Keep writing the text on family engagement and family service plans, picking up right after its last sentence.

:: Supplied passage ::
---*---

Family engagement is an on-going process of involving the family from the initial investigation throughout the life of the case. The caseworker must engage the family and formal and informal support networks through FTMs to assist them in planning for the child to remain safely in the home. The family should be considered the experts of their situation and should identify the problems and solutions to these problems with the assistance of the caseworker and their support systems.
The caseworker will work with the family to develop a family service plan (FSP), which lists tasks and goals that need to be achieved. The FSP is a goal-oriented service focused on behavior outcomes. The FSP should describe, at a minimum, 1) the problems the family is facing, 2) risks to the children, 3) the strengths of the family and child, and 4) the services and actions needed to achieve desired outcomes.

---*---

:: Data section ::
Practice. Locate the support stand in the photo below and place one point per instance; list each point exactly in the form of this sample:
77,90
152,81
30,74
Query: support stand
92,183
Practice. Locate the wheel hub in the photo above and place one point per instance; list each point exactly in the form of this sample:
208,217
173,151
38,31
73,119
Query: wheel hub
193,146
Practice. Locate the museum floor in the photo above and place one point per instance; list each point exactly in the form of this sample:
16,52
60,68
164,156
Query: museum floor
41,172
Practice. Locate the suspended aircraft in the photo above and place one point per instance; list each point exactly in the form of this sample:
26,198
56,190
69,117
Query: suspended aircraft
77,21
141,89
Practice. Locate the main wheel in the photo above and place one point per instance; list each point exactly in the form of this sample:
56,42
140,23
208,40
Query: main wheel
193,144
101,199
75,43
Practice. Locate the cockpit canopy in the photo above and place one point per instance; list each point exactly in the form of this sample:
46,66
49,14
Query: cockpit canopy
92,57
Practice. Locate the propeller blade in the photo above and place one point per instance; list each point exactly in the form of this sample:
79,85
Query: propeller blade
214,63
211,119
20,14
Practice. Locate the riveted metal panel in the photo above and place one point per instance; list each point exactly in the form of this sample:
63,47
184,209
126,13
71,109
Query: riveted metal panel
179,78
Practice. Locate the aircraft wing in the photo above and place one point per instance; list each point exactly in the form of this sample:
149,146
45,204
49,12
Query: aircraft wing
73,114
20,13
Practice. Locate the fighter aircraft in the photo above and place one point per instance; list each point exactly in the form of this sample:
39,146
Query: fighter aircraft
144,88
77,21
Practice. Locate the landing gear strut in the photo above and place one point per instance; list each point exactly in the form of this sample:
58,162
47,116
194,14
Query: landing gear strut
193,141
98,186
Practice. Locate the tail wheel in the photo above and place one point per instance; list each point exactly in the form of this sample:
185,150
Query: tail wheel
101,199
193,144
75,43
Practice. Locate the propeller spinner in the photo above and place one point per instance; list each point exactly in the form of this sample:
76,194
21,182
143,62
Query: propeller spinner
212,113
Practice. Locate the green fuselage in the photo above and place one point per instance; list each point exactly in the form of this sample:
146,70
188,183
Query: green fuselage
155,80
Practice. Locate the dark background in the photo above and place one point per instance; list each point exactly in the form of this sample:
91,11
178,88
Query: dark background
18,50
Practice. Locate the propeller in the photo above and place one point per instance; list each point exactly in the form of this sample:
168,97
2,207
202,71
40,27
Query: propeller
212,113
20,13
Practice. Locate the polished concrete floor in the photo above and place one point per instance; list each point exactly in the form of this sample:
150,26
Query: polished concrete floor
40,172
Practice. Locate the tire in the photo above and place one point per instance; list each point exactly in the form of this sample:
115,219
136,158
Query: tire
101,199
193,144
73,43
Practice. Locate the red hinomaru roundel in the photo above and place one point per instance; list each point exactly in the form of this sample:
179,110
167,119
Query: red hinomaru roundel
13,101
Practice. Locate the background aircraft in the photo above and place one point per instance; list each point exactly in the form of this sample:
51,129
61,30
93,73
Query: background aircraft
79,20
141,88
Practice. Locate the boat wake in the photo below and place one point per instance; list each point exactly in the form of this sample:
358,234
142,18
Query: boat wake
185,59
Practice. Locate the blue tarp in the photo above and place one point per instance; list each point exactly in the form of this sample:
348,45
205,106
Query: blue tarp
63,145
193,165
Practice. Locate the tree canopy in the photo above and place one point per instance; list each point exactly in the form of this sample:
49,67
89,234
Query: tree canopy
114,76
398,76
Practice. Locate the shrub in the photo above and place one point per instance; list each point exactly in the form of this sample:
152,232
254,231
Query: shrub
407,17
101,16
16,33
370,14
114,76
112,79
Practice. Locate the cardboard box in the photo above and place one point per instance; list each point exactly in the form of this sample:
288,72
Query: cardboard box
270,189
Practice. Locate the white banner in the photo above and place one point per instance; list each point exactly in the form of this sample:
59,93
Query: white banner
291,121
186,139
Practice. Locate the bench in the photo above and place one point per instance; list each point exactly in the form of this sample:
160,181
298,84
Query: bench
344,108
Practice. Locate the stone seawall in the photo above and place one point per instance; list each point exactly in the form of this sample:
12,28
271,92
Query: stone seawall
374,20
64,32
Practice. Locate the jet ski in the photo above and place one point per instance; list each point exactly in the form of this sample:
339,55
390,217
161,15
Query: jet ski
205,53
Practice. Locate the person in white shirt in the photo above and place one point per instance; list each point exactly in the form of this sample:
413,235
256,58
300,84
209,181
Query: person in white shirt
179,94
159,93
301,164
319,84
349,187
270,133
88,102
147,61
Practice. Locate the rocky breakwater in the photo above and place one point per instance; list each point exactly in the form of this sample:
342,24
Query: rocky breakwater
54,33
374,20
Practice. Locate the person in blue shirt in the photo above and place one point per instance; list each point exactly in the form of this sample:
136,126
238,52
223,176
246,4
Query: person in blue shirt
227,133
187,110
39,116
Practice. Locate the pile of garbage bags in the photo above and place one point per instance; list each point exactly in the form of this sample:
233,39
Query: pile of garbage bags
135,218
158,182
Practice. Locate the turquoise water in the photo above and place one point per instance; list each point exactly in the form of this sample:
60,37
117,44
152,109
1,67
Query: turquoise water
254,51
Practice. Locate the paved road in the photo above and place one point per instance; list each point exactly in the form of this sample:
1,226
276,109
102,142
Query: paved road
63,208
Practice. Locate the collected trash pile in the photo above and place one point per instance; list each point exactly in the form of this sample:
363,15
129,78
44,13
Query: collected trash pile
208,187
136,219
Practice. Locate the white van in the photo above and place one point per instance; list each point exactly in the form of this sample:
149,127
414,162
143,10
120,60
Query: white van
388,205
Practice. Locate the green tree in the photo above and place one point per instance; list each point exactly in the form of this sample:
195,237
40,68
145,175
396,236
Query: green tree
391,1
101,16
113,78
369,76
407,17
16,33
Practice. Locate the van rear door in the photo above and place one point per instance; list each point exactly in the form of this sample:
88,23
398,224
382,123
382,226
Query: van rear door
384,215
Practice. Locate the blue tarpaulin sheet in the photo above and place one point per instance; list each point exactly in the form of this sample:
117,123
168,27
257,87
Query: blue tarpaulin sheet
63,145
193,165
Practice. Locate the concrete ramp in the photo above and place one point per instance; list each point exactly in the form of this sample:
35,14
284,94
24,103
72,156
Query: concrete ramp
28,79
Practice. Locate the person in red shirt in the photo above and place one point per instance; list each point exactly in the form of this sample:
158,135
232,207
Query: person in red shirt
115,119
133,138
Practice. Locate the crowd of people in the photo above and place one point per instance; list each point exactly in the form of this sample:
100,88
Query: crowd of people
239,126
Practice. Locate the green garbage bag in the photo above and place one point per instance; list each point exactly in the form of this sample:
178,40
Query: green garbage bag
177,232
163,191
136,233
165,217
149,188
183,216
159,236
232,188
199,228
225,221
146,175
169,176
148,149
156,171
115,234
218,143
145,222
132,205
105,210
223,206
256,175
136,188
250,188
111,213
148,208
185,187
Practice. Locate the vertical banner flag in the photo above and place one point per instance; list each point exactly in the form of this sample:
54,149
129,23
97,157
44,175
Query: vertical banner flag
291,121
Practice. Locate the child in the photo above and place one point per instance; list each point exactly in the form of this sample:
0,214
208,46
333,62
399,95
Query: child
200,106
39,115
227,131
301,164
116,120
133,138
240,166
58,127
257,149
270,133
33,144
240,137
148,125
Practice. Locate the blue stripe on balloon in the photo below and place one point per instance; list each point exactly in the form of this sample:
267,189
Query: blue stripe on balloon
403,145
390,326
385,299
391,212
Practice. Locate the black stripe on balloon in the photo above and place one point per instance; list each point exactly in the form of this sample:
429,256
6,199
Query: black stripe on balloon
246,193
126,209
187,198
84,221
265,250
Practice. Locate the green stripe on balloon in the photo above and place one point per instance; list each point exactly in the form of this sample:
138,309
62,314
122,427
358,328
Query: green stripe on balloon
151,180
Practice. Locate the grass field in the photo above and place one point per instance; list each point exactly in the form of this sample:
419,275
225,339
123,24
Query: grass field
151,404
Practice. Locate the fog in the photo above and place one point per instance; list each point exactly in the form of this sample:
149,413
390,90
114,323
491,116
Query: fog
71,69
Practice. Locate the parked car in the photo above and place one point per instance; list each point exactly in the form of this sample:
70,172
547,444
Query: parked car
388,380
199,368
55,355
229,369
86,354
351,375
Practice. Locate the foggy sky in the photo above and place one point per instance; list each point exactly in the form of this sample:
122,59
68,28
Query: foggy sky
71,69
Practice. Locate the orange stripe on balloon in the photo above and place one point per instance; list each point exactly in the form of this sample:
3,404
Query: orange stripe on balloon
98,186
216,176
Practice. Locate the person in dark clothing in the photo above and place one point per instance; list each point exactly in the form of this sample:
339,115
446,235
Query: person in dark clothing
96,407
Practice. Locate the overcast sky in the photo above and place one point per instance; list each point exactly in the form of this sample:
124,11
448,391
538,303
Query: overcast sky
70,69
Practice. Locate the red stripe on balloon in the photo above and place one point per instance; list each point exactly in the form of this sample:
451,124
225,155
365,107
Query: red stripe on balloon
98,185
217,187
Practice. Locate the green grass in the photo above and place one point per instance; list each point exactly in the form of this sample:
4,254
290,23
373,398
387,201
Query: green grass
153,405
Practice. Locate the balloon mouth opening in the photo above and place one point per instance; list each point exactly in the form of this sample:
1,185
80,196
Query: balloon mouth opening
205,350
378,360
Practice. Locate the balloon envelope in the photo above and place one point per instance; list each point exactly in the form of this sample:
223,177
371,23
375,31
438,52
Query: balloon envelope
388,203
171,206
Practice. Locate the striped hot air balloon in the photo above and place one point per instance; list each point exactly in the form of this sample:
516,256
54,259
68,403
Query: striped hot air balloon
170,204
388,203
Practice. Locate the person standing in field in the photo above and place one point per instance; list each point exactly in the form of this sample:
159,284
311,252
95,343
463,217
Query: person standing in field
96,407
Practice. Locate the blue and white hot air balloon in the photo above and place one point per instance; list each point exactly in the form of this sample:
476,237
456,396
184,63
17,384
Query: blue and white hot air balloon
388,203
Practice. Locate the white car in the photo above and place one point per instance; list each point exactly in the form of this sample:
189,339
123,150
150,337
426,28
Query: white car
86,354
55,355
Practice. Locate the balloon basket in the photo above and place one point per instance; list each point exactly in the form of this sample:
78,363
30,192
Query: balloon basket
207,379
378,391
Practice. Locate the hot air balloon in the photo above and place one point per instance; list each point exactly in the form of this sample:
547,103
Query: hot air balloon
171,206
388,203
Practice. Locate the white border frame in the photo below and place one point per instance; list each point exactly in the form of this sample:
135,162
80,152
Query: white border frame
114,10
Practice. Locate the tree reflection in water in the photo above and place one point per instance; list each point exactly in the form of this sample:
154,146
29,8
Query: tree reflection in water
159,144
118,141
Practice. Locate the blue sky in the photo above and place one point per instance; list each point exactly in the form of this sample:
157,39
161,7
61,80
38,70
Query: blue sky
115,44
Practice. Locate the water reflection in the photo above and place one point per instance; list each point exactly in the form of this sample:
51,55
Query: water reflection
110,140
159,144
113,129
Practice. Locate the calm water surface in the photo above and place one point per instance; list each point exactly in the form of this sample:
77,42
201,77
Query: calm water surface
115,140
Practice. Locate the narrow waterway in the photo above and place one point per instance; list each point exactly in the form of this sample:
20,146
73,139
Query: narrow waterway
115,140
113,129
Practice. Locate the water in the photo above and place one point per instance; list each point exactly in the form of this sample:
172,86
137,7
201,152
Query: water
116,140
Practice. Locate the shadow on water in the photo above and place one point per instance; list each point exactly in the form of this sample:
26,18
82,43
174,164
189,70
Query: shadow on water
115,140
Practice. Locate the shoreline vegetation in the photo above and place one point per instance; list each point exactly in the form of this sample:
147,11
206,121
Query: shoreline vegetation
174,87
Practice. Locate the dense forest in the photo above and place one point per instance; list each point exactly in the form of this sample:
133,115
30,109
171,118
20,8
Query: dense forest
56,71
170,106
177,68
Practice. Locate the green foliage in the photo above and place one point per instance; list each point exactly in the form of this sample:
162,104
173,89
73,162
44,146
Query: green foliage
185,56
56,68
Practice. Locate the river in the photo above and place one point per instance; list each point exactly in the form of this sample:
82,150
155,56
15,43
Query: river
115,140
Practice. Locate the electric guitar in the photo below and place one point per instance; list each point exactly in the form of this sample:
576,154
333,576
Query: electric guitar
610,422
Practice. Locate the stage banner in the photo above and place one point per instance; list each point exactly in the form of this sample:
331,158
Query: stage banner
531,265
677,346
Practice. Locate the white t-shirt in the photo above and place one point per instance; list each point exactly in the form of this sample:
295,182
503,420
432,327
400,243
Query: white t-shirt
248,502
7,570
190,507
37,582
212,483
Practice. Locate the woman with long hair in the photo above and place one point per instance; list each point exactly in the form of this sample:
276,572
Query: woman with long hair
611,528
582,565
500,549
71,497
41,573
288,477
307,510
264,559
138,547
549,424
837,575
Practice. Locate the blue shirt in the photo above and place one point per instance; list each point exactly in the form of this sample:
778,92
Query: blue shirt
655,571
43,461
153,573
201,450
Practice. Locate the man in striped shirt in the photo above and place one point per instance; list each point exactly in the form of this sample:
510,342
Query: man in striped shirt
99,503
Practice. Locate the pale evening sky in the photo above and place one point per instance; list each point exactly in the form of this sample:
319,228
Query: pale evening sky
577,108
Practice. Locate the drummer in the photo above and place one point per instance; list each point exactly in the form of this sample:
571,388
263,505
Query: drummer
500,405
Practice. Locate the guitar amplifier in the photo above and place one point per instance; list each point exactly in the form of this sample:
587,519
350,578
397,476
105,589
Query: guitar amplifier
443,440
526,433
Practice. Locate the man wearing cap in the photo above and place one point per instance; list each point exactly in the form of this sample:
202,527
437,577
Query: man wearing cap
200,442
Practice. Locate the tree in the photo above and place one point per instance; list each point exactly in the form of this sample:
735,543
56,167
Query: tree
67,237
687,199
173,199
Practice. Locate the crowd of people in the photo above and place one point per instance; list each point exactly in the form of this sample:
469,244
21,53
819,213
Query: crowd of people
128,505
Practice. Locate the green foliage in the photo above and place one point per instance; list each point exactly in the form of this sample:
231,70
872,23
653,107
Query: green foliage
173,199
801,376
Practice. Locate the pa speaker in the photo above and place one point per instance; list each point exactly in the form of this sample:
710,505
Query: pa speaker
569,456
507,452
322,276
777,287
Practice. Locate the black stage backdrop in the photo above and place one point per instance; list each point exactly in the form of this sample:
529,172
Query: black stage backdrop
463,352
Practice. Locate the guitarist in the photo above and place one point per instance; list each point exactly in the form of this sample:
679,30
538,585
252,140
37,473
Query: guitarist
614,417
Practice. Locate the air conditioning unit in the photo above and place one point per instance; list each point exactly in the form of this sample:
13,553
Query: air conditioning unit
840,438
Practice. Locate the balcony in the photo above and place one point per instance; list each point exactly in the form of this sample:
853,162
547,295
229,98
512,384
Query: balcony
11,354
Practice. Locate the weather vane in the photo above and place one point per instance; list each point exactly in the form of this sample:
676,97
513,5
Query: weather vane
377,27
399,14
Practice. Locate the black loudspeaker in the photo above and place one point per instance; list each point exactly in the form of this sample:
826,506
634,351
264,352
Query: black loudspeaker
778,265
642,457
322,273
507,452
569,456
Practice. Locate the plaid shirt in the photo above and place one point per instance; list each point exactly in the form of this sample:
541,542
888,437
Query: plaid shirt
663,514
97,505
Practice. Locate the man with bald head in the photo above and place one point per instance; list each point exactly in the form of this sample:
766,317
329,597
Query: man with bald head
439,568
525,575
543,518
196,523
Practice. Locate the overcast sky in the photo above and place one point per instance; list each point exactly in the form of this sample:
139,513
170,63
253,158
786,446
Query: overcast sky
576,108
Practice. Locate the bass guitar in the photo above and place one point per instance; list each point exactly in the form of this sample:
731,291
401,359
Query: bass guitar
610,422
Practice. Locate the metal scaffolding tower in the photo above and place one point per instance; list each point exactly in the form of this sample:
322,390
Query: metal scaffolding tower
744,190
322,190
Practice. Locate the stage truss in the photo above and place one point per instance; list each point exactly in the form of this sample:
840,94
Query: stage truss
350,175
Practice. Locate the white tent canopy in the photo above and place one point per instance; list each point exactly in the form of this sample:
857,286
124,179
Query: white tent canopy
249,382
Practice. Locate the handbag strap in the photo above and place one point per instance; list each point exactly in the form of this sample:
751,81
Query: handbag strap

---*---

:: The reply ::
Ongoing Assessment to Evaluate Progress on the Service Plan
Citation: Code of Rules § 18-006-103
As service provision is monitored, the caseworker must ensure that on-going service provision matches the referral requests and continues to address the family's needs. If the case is not opened for service, but the caseworker and family determine that services would benefit the family, the caseworker may assist the family with referrals to appropriate resources.
Continued assessment and evaluation are required and must be documented in the case record regarding progress or lack of progress within 90 calendar days of case opening. At the end of 6 months, the caseworker will document whether services need to be continued, whether safety concerns are still present, or that outcomes have been met and the case should be prepared for closure.
The Review FSP is an assessment of progress toward the goals identified in the Initial FSP. The Review FSP is submitted and approved every 90 calendar days. The CFA is updated each time the FSP is reviewed. The goals and tasks may be changed or updated at any time there are changes in the family's circumstances. The parent(s)/guardian shall sign this FSP upon agreeing to the listed goals and tasks in it.
Assessment for Reunification and/or Case Closure
Citation: Code of Rules §§ 18-006-103; 18-006-104
A Final FSP is completed only when the case is being closed. Prior to completing the Final FSP, a FTM must be held with the family. All direct services must be closed, and a CFA completed prior to submitting the Final FSP for approval.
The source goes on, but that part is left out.